> _Задание 1_
Ответьте на вопросы по отрывку о Цое:
(a) Какую песню автор называет «Пророком» Цоя?
(b) Какое место и время автор считает не худшими для поэта?
(c) Что в цитируемой книге названо первым симптомом освобождения?
+---+
***
И вот я иду и рядом со мной идут
Я смотрю на них, мне кажется это дом мод
Наверное, прошлой ночью был звездопад
Но звезды как камни упали в наш огород
Цой начинал как романтик и мечтатель. Выйдя из хулиганской свободы панка, уйдя от упадничества, найдя равновесие между разноцветными волшебными лесами-небесами БГ* и скептической обнажённой чёрно-белой землёй Майка, Цой, казалось, нашёл «золотое сечение» слова, нужного своему времени – простое, ясное, глубокое созерцание: что вижу – о том пою. Ленинград второй половины восьмидесятых – не худшее для поэта место. При этом муза его, одновременно, простая и странная, приходила словно с другого края света (лучшей точке зрения поэта) и звала в неведомые дали:
Ты видишь мою звезду
Ты веришь, что я пойду
Я слеп, я не вижу звезд
Я пьян, но я помню свой пост
Ты смотришь на Млечный Путь
Я ночь, а ты утра суть
Я сон, я миф, а ты нет
Я слеп, но я вижу свет…
В конце концов, где-то между землей и небом должна была полыхнуть озарением молния, таинственная звезда ночи должна была явить своё солнце. И если у Цоя есть свой «Пророк», то это конечно «Группа крови». Ключевая строка здесь (которую обычно не замечают) вот эта: «я никому не хочу ставить ногу на грудь».
Песню эту сегодня, где только не поют, пытаясь даже ходить под неё строем. Воинский дух, несомненно, в ней есть, пацифизмом не пахнет, но речь всё же снова идёт о другом, точнее всё о том же – о войне духовной, войне духа-личности за обретение духовной свободы. Той «святой свободы неведомой большинству людей», о которой в одной удивительной книге говорится так: «Первый симптом освобождения – нежелание властвовать над кем бы то ни было; последующая ступень – внутреннее раскрепощение от власти других над тобою» (Арх. Софроний Сахаров. Видеть Бога как Он есть).
+---+
> _Задание 2_
Процитируйте из строк ниже фрагмент от строки с «e.g. [(205, 860)]» до строки с «395), (416, 229)]», включая обе крайние.
+---+
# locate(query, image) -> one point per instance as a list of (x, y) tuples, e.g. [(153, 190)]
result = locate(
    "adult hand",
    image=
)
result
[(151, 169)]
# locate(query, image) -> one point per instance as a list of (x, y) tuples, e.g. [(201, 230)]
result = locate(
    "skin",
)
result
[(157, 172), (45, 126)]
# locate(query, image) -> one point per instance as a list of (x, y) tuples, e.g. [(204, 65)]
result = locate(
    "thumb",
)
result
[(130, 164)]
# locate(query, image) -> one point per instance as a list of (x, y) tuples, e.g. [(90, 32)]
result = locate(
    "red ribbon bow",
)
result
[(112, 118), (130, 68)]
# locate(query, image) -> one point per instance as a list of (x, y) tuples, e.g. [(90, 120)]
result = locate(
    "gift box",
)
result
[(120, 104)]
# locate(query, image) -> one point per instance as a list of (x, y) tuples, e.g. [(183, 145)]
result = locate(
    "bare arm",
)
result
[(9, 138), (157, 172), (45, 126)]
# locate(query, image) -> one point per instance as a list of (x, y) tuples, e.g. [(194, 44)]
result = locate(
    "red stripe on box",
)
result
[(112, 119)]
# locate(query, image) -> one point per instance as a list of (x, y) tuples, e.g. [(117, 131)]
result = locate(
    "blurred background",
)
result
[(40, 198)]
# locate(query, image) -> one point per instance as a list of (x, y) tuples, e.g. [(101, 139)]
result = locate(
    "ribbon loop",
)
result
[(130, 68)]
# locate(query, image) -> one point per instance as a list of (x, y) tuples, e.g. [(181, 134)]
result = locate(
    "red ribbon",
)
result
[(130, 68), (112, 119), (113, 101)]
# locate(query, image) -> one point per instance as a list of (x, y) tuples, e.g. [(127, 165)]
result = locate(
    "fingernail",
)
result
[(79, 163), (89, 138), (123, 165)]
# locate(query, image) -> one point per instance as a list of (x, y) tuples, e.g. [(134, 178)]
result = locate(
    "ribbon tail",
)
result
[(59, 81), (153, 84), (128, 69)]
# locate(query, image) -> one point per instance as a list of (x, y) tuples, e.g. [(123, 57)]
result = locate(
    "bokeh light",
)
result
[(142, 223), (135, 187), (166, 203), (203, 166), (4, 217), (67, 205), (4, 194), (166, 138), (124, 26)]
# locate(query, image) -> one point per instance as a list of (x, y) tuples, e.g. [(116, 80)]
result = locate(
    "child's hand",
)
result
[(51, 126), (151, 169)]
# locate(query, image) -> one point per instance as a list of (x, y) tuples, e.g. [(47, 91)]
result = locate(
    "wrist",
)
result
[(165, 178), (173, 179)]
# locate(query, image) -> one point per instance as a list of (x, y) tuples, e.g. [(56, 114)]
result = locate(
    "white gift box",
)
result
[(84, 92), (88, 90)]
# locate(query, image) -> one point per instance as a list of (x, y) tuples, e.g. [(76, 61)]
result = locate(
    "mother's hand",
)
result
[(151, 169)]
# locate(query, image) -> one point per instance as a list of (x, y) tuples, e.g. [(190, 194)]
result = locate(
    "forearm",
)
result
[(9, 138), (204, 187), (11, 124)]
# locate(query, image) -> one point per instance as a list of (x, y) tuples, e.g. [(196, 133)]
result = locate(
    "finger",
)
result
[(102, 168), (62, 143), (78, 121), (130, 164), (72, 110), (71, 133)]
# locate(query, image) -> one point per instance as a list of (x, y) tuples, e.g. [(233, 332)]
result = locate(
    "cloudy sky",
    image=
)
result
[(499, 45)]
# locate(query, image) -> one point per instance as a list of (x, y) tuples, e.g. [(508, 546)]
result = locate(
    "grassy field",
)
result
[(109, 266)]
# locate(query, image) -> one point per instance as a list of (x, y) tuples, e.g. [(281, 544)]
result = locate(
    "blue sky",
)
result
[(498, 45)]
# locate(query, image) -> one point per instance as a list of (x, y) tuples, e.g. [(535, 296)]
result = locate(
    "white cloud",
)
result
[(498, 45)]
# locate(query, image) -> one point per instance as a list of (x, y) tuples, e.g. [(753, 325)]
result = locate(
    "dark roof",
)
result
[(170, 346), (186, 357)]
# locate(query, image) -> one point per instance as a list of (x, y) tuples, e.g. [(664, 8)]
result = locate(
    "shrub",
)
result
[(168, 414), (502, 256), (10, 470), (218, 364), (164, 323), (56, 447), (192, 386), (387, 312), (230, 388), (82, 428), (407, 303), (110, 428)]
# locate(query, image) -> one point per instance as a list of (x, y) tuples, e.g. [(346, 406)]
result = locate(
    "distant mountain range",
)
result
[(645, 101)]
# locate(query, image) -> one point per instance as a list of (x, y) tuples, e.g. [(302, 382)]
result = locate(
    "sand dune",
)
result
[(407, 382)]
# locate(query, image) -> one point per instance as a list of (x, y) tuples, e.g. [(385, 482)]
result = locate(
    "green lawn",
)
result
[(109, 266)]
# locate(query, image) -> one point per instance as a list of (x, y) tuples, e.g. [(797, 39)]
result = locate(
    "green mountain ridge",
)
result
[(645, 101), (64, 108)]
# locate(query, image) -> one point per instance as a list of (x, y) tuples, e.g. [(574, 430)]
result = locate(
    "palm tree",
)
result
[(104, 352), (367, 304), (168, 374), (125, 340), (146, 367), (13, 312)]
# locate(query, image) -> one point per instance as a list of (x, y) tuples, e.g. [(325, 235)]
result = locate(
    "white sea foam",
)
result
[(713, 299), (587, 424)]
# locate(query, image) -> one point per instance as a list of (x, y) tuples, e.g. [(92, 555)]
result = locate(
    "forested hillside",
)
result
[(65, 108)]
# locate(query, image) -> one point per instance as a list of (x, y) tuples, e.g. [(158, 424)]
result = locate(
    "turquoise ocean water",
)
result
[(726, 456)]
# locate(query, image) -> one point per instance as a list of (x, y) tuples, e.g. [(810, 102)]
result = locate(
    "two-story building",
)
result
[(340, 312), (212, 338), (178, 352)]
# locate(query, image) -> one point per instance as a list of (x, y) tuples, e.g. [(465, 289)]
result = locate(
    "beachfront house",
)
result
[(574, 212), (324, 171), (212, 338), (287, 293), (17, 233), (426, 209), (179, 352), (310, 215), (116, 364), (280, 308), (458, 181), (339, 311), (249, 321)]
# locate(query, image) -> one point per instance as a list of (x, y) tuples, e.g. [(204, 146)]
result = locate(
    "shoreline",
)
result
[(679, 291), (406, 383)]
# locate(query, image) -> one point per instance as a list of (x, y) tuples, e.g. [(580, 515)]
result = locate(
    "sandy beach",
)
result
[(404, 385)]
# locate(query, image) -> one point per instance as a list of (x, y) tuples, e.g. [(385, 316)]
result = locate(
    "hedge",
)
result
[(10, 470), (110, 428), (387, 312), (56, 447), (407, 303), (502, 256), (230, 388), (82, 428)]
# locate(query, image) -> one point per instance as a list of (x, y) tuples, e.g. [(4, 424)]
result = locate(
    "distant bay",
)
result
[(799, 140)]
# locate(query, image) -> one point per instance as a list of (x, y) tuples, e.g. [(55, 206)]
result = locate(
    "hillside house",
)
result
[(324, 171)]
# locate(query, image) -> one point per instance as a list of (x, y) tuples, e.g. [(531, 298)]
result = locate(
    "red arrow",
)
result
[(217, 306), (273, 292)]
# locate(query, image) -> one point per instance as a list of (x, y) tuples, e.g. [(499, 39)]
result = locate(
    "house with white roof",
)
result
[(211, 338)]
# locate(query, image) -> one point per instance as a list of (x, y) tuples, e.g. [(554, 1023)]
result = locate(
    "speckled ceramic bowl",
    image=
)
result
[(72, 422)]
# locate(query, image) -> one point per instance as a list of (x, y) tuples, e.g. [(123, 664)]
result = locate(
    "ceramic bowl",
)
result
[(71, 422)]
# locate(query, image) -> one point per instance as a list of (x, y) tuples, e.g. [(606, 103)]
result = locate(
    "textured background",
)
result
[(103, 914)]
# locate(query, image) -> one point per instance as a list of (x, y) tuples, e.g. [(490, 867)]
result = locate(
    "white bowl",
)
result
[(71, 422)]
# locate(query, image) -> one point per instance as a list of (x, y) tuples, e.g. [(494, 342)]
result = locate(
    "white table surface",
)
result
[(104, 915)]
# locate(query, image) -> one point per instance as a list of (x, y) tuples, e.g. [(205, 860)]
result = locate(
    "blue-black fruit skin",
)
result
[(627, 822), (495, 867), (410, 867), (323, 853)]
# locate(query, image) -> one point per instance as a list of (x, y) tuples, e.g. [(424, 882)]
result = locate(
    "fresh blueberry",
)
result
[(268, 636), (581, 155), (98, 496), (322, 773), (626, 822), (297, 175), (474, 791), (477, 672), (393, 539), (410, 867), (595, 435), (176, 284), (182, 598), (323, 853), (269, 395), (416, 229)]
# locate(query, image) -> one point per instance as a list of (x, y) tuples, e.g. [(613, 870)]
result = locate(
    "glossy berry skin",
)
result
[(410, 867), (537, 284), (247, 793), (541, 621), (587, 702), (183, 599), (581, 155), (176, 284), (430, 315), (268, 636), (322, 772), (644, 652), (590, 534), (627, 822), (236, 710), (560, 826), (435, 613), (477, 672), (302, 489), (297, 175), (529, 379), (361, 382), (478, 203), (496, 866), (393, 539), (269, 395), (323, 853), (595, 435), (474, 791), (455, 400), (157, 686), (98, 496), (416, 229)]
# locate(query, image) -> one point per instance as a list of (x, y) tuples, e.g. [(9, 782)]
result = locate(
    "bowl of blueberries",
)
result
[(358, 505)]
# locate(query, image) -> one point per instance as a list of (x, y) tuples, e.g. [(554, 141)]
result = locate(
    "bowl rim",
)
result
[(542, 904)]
+---+
> _Полный ответ 1_
(a) «Группа крови».
(b) Ленинград второй половины восьмидесятых.
(c) Нежелание властвовать над кем бы то ни было.

> _Полный ответ 2_
# locate(query, image) -> one point per instance as a list of (x, y) tuples, e.g. [(205, 860)]
result = locate(
    "blue-black fruit skin",
)
result
[(627, 822), (495, 867), (410, 867), (323, 853)]
# locate(query, image) -> one point per instance as a list of (x, y) tuples, e.g. [(424, 882)]
result = locate(
    "fresh blueberry",
)
result
[(268, 636), (581, 155), (98, 496), (322, 773), (626, 822), (297, 175), (474, 791), (477, 672), (393, 539), (410, 867), (595, 435), (176, 284), (182, 598), (323, 853), (269, 395), (416, 229)]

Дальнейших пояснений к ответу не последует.